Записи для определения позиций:
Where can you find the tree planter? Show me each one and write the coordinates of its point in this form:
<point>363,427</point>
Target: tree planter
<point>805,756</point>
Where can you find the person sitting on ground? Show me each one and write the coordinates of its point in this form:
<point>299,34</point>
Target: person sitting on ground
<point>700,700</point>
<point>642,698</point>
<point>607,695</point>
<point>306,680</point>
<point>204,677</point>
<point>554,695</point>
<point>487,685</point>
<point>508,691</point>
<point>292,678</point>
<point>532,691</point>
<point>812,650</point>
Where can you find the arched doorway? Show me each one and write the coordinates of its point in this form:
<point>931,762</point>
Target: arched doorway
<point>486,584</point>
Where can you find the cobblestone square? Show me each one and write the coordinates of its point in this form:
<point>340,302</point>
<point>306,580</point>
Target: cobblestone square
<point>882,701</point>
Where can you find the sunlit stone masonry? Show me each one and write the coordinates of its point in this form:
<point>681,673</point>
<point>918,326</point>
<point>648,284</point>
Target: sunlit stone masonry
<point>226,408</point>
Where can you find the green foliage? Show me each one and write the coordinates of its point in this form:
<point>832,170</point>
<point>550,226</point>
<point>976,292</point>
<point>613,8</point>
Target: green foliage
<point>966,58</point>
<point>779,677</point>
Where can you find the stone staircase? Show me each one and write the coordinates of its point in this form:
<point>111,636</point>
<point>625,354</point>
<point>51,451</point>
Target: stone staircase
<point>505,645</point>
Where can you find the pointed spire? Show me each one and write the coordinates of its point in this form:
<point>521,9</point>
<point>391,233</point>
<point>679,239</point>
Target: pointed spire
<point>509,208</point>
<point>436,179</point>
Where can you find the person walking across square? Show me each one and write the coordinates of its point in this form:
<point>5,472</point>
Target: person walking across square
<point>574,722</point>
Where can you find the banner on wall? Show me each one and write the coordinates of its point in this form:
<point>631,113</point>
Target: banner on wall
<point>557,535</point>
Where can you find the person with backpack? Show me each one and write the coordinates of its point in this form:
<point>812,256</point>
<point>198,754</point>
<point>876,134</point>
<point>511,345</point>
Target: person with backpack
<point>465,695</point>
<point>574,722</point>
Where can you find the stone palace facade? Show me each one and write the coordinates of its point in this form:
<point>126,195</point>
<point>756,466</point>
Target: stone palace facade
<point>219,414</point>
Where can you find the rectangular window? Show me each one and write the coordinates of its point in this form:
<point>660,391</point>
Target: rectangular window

Что сделать:
Масштабируйте всё, начиная со строки, содержащей "Where can you find the person sitting", и вплоть до строки, содержащей "<point>505,645</point>", включительно. Перепишите эти строки полностью, умножив каждую координату точек в ответах на 2,6 и округлив до целого (половины вверх), а все остальные числа оставьте прежними.

Письменный ответ:
Where can you find the person sitting on ground? Show me each one and write the coordinates of its point in this form:
<point>299,34</point>
Target: person sitting on ground
<point>1820,1820</point>
<point>1669,1815</point>
<point>1578,1807</point>
<point>796,1768</point>
<point>530,1760</point>
<point>1440,1807</point>
<point>1266,1781</point>
<point>1321,1797</point>
<point>759,1763</point>
<point>1383,1797</point>
<point>2111,1690</point>
Where can you find the arched doorway? Show me each one and write the coordinates of its point in this form:
<point>931,762</point>
Target: arched doorway
<point>1264,1518</point>
Where can you find the cobblestone square? Show me each one and write the coordinates of its point in this form:
<point>340,302</point>
<point>306,580</point>
Target: cobblestone square
<point>2293,1823</point>
Where can you find the sunlit stone masonry? Show me each one and write the coordinates of its point in this form:
<point>681,673</point>
<point>918,326</point>
<point>648,284</point>
Target: sunlit stone masonry
<point>588,1061</point>
Where can you find the green foliage? Show me each one and write the coordinates of its point in this form:
<point>832,170</point>
<point>550,226</point>
<point>976,292</point>
<point>613,8</point>
Target: green foliage
<point>2512,151</point>
<point>2025,1760</point>
Where can you find the stone staircase? Show me each one and write the coordinates of its point in this form:
<point>111,636</point>
<point>625,354</point>
<point>51,451</point>
Target: stone staircase
<point>1313,1677</point>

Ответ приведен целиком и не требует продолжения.